begin Provided data

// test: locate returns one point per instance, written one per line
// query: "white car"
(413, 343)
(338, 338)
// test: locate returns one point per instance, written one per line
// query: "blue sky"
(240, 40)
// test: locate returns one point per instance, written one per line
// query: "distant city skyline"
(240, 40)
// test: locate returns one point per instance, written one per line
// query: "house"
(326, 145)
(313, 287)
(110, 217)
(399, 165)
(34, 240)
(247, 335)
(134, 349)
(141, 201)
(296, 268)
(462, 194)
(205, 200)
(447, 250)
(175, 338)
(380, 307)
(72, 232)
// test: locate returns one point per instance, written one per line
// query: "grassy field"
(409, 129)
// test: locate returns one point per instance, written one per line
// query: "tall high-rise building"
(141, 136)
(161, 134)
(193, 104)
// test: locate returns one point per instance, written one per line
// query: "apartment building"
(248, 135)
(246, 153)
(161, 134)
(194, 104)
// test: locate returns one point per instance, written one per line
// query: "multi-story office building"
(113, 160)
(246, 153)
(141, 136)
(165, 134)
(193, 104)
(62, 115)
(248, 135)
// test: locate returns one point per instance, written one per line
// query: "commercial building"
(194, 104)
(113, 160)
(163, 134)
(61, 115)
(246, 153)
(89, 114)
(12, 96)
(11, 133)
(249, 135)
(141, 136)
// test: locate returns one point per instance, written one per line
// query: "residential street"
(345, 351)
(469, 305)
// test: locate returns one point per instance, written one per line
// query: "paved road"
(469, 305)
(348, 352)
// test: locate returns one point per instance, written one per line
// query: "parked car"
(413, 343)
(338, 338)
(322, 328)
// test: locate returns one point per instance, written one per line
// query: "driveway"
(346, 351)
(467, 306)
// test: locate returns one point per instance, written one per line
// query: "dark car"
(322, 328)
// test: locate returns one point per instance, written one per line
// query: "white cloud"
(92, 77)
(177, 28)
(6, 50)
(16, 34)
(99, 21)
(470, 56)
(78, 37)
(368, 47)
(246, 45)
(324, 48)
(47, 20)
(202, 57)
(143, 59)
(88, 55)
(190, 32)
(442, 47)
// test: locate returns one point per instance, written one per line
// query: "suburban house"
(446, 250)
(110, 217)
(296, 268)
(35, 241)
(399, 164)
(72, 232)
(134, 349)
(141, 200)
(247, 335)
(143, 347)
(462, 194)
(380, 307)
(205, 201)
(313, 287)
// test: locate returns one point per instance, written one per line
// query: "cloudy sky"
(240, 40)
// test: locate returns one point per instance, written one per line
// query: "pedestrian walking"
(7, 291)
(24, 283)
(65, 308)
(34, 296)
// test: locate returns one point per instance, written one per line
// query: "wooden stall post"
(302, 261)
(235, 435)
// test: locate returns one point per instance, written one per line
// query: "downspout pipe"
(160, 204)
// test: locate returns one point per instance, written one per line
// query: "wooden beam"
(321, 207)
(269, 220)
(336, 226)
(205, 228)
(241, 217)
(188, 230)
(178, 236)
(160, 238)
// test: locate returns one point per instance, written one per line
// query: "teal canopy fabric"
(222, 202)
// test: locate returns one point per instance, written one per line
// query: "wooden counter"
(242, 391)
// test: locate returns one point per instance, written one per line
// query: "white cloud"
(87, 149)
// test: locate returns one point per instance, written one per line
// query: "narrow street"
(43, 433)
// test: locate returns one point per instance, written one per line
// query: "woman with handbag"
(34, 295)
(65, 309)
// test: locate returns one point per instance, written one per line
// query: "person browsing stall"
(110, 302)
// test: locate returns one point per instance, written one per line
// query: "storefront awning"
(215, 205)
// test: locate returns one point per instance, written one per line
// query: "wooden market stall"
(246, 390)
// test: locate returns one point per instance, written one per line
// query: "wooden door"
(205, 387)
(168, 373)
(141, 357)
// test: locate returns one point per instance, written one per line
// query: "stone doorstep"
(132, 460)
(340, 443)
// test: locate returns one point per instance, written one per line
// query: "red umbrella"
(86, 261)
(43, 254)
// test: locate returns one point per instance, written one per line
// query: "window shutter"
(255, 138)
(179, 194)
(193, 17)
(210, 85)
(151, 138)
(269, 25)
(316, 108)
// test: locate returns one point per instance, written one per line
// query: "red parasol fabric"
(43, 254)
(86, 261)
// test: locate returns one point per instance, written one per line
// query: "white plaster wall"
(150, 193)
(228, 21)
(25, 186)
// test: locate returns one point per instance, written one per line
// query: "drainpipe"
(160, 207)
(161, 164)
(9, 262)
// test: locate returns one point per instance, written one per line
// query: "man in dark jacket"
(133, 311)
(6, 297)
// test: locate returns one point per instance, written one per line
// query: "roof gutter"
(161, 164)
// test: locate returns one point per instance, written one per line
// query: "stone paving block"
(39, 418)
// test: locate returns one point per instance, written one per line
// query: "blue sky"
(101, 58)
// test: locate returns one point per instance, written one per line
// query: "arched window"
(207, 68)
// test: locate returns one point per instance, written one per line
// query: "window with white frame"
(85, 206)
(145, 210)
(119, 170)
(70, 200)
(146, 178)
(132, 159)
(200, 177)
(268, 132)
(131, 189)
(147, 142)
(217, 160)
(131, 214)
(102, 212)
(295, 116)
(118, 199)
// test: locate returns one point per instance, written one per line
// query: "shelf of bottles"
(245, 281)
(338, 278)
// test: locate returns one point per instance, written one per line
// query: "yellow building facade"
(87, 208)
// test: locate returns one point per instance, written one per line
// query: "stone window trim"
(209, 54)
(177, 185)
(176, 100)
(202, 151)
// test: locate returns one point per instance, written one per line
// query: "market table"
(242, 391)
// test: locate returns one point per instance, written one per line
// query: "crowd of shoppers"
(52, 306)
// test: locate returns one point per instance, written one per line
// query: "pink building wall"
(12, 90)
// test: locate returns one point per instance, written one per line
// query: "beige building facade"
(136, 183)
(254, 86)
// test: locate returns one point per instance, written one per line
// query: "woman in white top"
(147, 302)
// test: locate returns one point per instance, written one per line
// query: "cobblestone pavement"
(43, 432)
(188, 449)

end Provided data

Filter the records above down to the lines that contain the word "dark", and copy each of those lines unchanged.

Exercise response:
// query: "dark car"
// query: "man in dark jacket"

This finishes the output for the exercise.